Start
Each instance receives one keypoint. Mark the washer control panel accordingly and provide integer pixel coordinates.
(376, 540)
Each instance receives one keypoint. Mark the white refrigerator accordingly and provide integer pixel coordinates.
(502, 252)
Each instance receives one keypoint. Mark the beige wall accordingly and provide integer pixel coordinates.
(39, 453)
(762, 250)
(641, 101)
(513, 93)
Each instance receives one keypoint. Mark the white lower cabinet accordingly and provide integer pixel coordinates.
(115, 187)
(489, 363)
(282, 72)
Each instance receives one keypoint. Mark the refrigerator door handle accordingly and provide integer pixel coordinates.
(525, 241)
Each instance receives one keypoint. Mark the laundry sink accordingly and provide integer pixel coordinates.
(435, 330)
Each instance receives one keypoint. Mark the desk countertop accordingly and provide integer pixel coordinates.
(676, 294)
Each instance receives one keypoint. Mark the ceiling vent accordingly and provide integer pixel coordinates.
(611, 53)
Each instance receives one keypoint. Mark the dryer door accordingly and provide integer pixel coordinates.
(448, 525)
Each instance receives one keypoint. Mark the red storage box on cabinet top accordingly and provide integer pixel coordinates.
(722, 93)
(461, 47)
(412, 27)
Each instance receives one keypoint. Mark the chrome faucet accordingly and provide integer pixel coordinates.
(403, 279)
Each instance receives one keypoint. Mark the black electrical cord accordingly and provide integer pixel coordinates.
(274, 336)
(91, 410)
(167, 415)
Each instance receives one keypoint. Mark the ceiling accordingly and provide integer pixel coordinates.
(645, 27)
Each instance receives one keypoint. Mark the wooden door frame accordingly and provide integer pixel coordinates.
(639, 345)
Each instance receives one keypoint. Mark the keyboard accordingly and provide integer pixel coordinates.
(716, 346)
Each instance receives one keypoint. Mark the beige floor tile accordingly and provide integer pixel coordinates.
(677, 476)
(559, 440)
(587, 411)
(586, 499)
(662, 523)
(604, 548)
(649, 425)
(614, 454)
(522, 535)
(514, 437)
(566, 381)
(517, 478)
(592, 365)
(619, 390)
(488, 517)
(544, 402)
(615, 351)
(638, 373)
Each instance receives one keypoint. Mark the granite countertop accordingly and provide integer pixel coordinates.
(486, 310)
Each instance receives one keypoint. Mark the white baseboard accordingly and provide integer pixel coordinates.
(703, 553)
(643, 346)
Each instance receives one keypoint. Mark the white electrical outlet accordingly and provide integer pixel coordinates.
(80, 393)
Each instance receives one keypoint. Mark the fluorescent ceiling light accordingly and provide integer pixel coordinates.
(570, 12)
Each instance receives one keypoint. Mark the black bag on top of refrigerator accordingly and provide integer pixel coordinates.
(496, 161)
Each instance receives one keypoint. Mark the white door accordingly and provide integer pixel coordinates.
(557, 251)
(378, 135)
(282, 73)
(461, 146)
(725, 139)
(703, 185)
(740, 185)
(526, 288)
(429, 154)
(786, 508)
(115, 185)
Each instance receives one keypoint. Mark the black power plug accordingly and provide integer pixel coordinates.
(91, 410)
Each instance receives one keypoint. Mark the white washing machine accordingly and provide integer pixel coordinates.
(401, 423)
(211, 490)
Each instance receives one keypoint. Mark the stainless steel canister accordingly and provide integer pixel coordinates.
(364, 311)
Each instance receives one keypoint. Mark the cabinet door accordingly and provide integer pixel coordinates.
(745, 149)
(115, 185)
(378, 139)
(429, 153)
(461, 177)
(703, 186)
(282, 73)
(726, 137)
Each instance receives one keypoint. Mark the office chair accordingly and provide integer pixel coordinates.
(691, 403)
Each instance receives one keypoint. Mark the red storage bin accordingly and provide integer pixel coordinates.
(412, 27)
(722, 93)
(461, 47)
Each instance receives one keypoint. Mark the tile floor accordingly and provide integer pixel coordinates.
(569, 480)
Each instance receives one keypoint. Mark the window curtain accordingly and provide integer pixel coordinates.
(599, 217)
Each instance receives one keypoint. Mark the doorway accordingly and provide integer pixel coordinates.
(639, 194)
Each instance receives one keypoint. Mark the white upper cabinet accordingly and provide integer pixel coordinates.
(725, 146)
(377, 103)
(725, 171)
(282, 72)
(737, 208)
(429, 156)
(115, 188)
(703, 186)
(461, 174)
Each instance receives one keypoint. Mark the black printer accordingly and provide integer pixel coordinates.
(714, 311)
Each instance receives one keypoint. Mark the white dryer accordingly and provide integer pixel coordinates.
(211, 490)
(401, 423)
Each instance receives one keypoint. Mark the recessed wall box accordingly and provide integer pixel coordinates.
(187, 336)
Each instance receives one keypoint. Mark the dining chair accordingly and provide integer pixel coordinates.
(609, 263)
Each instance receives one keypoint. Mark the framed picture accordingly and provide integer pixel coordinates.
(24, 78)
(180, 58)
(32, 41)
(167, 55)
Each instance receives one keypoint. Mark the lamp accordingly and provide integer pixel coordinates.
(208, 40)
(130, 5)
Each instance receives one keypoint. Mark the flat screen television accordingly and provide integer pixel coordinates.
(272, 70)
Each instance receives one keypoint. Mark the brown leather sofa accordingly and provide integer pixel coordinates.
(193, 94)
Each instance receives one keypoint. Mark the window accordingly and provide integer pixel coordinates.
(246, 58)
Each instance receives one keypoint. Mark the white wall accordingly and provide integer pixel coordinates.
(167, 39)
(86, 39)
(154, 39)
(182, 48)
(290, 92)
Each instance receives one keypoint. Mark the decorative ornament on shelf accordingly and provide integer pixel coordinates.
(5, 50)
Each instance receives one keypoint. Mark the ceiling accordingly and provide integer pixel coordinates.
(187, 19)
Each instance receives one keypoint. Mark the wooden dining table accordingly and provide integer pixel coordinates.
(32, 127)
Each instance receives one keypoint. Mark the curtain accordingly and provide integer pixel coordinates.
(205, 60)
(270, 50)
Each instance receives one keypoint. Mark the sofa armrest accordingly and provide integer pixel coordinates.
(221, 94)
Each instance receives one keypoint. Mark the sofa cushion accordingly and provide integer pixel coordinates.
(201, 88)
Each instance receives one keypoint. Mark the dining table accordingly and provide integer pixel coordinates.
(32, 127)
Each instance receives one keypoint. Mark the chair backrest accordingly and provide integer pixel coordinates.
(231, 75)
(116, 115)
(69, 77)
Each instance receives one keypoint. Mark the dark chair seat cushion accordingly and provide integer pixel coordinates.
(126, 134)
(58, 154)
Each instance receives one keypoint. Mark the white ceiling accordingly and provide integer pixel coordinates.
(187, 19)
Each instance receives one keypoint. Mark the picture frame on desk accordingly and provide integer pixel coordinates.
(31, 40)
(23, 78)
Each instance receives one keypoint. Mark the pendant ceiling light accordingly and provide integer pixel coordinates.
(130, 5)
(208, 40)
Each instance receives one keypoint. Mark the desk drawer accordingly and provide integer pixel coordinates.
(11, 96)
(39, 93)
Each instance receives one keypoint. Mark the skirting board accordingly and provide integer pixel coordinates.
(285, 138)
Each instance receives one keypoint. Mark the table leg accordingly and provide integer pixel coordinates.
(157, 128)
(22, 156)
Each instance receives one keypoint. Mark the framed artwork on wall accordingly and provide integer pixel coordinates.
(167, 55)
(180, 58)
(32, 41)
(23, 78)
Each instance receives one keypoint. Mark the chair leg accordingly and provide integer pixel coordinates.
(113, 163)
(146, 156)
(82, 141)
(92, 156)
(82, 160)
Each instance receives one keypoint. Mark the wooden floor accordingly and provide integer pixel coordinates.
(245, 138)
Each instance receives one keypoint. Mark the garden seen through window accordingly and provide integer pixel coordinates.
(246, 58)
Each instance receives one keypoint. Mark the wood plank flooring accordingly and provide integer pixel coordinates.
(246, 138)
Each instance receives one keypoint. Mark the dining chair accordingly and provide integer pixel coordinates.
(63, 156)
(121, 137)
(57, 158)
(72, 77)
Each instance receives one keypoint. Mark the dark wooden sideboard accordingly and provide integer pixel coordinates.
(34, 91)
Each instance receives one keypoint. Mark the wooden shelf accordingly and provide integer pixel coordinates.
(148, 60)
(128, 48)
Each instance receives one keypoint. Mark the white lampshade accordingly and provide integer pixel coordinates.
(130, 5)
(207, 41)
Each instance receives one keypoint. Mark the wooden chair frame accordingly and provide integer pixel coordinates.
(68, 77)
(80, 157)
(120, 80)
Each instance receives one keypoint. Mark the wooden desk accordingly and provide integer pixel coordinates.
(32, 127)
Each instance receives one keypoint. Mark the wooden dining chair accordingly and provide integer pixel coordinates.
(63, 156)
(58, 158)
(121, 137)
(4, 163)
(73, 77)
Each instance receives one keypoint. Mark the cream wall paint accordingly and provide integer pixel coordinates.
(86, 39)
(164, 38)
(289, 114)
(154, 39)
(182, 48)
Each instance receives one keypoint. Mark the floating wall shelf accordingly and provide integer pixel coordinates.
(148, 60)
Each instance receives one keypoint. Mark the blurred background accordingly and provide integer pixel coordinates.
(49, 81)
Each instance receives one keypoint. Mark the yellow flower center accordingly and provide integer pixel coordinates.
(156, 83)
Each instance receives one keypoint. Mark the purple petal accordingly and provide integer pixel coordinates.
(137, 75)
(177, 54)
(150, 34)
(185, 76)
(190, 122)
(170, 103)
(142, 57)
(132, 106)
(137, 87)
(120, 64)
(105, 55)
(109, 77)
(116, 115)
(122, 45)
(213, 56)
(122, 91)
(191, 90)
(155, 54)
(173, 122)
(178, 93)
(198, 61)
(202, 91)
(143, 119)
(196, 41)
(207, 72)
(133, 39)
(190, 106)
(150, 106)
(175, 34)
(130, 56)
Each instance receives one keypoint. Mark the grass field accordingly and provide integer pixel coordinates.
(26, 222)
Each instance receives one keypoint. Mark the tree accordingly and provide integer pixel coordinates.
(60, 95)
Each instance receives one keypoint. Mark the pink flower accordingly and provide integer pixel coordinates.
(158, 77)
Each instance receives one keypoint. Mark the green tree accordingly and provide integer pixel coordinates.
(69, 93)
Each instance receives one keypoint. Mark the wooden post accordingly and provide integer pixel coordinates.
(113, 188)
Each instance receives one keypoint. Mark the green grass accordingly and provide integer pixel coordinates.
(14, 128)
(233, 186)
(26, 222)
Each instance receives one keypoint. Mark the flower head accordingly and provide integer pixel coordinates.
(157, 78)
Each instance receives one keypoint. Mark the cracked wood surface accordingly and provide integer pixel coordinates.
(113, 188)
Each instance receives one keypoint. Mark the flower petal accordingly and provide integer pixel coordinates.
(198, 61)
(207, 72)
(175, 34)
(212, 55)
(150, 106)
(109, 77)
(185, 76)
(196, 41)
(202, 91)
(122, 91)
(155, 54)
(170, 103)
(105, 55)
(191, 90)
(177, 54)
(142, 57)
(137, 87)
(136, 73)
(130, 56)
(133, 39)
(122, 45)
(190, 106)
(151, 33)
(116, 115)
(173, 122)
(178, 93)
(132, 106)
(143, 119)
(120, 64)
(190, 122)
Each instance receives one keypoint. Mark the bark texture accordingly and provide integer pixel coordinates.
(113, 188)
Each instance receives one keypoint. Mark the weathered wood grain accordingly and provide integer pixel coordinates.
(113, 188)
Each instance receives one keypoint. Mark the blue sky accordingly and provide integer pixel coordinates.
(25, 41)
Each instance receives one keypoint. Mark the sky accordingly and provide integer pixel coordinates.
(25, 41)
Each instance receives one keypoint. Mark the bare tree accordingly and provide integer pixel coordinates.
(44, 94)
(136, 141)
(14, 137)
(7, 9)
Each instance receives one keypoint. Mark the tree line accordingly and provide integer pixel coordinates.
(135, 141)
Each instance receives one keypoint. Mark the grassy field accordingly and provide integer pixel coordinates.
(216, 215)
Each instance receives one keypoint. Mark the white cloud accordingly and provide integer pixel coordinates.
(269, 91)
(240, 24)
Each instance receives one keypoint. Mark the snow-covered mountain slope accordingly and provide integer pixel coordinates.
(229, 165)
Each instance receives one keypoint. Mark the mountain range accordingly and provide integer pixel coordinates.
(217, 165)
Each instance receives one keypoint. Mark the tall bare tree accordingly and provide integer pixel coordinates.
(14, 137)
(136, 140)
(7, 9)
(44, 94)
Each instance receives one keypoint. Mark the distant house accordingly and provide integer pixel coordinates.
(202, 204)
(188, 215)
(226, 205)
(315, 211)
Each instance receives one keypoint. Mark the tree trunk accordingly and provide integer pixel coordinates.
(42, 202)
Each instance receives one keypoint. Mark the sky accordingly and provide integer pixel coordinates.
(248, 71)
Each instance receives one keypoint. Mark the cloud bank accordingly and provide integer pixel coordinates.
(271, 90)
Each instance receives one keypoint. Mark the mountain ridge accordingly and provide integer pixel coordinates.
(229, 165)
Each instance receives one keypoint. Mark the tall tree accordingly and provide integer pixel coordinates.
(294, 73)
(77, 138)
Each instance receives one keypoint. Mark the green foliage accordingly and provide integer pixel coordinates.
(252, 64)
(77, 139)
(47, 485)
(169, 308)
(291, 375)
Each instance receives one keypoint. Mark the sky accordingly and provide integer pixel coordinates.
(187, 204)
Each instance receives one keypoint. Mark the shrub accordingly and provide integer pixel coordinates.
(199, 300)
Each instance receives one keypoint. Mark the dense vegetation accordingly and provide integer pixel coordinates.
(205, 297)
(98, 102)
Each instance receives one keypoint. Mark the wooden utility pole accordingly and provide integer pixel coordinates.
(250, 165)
End
## [Aim]
Turn the part of the records that runs from the line containing "Each instance receives one keypoint. Mark the shrub" through the end of the records into a two-column CSV with the headers request and points, one row for each request. Put each request's text and its answer in a single quoted field, with any line breaks replaced by spaces.

## [Solution to the exercise]
request,points
"Each instance receives one keypoint. Mark the shrub accordingly and provide integer pixel coordinates.","(199, 300)"
"Each instance receives one keypoint. Mark the dense vegetation accordingly and provide integer pixel coordinates.","(205, 297) (98, 102)"
"Each instance receives one keypoint. Mark the wooden utility pole accordingly and provide integer pixel coordinates.","(250, 165)"